*Given data*:
--- BEGIN ---

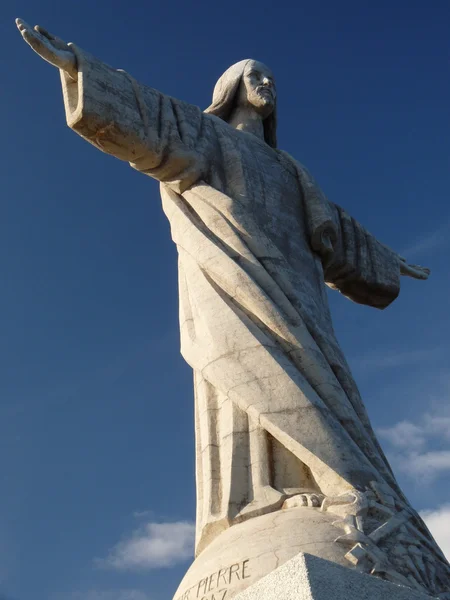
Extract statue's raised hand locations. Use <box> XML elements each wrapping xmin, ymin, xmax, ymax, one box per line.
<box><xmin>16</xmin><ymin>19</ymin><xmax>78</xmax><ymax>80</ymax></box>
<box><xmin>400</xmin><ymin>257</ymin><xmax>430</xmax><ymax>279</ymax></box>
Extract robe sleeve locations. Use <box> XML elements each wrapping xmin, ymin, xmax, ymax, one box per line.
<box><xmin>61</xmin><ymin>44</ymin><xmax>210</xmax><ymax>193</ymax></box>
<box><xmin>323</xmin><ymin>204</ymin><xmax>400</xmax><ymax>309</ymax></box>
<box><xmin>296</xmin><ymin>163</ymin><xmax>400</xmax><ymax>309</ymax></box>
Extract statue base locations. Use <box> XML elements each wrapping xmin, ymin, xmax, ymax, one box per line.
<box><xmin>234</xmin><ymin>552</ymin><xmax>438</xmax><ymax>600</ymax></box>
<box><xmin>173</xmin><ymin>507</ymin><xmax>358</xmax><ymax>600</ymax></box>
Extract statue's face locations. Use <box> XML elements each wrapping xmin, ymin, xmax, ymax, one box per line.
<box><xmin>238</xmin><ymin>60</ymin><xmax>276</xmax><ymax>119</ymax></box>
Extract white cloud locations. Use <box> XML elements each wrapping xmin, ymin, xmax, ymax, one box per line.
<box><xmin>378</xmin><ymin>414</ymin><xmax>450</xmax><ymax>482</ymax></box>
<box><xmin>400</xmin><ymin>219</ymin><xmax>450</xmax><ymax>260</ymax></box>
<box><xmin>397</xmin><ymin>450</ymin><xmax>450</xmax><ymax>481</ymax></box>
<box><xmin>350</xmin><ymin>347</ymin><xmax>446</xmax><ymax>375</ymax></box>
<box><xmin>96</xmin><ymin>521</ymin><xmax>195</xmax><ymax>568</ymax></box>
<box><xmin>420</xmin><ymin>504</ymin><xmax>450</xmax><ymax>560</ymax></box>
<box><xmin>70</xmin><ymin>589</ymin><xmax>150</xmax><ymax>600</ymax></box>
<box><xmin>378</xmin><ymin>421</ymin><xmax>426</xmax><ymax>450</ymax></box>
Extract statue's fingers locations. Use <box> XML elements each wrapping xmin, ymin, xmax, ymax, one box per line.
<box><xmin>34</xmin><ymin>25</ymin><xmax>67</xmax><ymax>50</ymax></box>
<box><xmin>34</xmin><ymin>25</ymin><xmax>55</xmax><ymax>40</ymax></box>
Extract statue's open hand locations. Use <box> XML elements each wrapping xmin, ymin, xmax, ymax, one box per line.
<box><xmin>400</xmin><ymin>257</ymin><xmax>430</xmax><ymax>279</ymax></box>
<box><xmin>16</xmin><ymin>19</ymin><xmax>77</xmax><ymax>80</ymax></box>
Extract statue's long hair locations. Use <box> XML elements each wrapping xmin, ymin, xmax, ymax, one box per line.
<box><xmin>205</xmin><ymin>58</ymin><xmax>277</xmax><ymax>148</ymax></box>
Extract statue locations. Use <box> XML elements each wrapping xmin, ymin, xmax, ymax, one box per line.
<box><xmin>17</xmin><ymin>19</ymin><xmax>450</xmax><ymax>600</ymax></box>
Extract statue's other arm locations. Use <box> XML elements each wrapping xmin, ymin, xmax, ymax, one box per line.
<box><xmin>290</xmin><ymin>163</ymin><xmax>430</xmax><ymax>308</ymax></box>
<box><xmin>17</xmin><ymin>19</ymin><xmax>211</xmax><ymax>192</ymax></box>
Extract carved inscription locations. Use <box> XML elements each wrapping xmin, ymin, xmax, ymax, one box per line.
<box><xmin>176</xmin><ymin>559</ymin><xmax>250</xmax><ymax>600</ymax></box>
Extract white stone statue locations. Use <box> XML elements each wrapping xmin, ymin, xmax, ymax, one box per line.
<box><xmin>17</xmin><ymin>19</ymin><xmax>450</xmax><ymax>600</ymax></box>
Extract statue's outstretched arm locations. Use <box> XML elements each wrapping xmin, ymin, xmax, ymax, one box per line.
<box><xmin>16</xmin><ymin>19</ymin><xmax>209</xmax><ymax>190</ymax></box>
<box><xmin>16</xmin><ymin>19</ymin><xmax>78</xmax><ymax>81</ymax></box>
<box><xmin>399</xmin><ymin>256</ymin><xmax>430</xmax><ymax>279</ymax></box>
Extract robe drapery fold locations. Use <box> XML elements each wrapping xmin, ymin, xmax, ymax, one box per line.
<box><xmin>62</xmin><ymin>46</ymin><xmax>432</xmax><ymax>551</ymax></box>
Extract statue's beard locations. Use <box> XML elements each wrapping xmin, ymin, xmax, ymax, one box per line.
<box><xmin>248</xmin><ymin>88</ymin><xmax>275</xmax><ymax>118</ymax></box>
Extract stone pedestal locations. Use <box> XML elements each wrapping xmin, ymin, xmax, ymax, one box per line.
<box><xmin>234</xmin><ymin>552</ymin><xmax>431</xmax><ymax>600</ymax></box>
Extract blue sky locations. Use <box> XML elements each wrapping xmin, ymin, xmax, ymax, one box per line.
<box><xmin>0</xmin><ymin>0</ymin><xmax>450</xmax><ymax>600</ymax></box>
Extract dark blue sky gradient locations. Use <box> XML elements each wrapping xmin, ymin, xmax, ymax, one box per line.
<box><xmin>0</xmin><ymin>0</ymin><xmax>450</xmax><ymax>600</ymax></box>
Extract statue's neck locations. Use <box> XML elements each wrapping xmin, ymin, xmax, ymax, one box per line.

--- END ---

*Work to do*:
List every line of the data above that contains the string "robe". Case counts.

*Result of this task*:
Extract robe sleeve locations. Use <box> XML elements each wrapping xmin, ymin, xmax, ymax, one box per line.
Extract robe drapery fold locations. Use <box> XML elements each wrapping xmin, ymin, xmax, ymax, one box per line.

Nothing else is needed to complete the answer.